While writing this post I realised that my own blogging can be improved in this regard. Many of my older posts don’t adequately cite references. If you believe that any of my future posts fail in this regard then please let me know.

6

Carbon Geo-Sequestration

My post about Why Hydrogen Powered Cars Will Never Work has received a record number of comments. Some of them suggested that carbon geo-sequestration (storing carbon-dioxide at high pressure under-ground) is the solution to the climate change problem. The idea is that you can mix natural gas or coal gas with steam at high temperature to give carbon-dioxide and hydrogen. Then the carbon dioxide gets stored under-ground while the hydrogen is used for relatively clean fuel.

Beyond Zero Emissions has produced a media release about the fallacies expressed in the FutureGen document promoting so-called “clean-coal”, the best content is in their PDF document titled FutureGen Conceptual Design Retort. Note that I did some research to support the preparation of the retort, I am not referencing them to support my arguments but as background information.

One overwhealming problem with geo-sequestration for coal based power plants is that it is significantly more expensive than the current coal-fired power plant design. Currently the price difference between coal power and wind power is quite small and there are several technologies that are almost ready for production which will decrease the cost of wind power, it is expected that before so-called “clean coal” becomes viable (they are planning for the first production plants to go live in 2022) the cost of renewable energy will be lower than the current cost of coal power. There is no reasonable possibility of “clean coal” being cheaper than renewable energy.

The underground reservoirs that could be used for storing CO2 currently contain brine, which can contain toxic metals and radioactive substances (according to the Bureau of Land and Water Quality in the US). If toxic and radioactive substances need to be pumped out to make room for CO2 then it’s hardly a clean process!

Point-per-instance localization data -

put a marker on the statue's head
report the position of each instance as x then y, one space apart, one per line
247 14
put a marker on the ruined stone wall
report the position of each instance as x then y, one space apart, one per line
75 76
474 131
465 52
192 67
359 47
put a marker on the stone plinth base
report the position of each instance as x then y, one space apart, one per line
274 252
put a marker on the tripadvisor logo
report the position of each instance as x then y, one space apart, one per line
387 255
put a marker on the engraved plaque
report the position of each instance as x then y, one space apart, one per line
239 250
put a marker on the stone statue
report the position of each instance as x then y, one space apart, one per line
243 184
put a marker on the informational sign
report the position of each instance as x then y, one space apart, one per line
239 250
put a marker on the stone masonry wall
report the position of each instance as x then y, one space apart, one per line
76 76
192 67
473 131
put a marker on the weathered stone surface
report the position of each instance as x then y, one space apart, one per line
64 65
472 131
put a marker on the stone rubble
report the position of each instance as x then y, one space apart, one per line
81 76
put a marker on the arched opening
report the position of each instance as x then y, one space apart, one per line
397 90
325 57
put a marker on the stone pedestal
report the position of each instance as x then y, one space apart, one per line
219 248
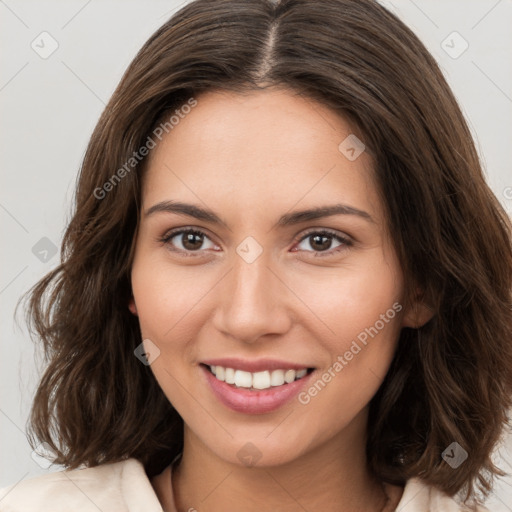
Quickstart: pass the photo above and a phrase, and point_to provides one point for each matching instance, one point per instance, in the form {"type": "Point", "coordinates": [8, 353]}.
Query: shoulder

What to do -
A. In the post on carbon geo-sequestration, what do the underground reservoirs that could be used for storing CO2 currently contain?
B. Extend the post on carbon geo-sequestration, picking up after its final sentence.

Answers given -
A. They contain brine, which can contain toxic metals and radioactive substances.

B.
The US Geological Survey has an interesting page about volcanic gas. Apparently it’s not uncommon for small animals to be killed when CO2 forms pools in low lying areas. If (when?) CO2 escapes from geo-sequestration the same might happen with humans. They also have a page about CO2 killing trees at Mammoth Mountain! Before I read this I never realised that plants could be killed by excessive CO2. Apparently tree roots need oxygen and CO2 in the ground will kill them. The release of 300 tons of CO2 per day killed 100 acres of trees. The FutureGen trial power plant is designed to support sequestration of over 1,000,000 tons of CO2 per year (that is over 2,700 tons per day). If it leaked at 1/9 that rate then damage comparable to Mammoth Mountain would be the result. Note that the FutureGen trial plant will be a fraction of the size of a real coal power station so an escape of significantly less than 1/9 of the CO2 from a real sequestration plant would have such a bad result. It’s interesting to note that tents and basements are documented as CO2 risks, so I guess we have to avoid camping in areas near power plants!

What would happen if a large geo-sequestration project had a sudden failure? IE if the reservoir broke and all the CO2 erupted suddenly? We already have an answer to this question because such things have happened in the past. In 1986 in Cameroon 1.2 cubic kilometers of CO2 gas was released from a volcanic lake, that is 2,400,000 tons (or just over two years of output from the proposed FutureGen plant). It killed over 2000 people. What might happen if 10 years of output from a commercial scale coal power plant was suddenly released into the atmosphere?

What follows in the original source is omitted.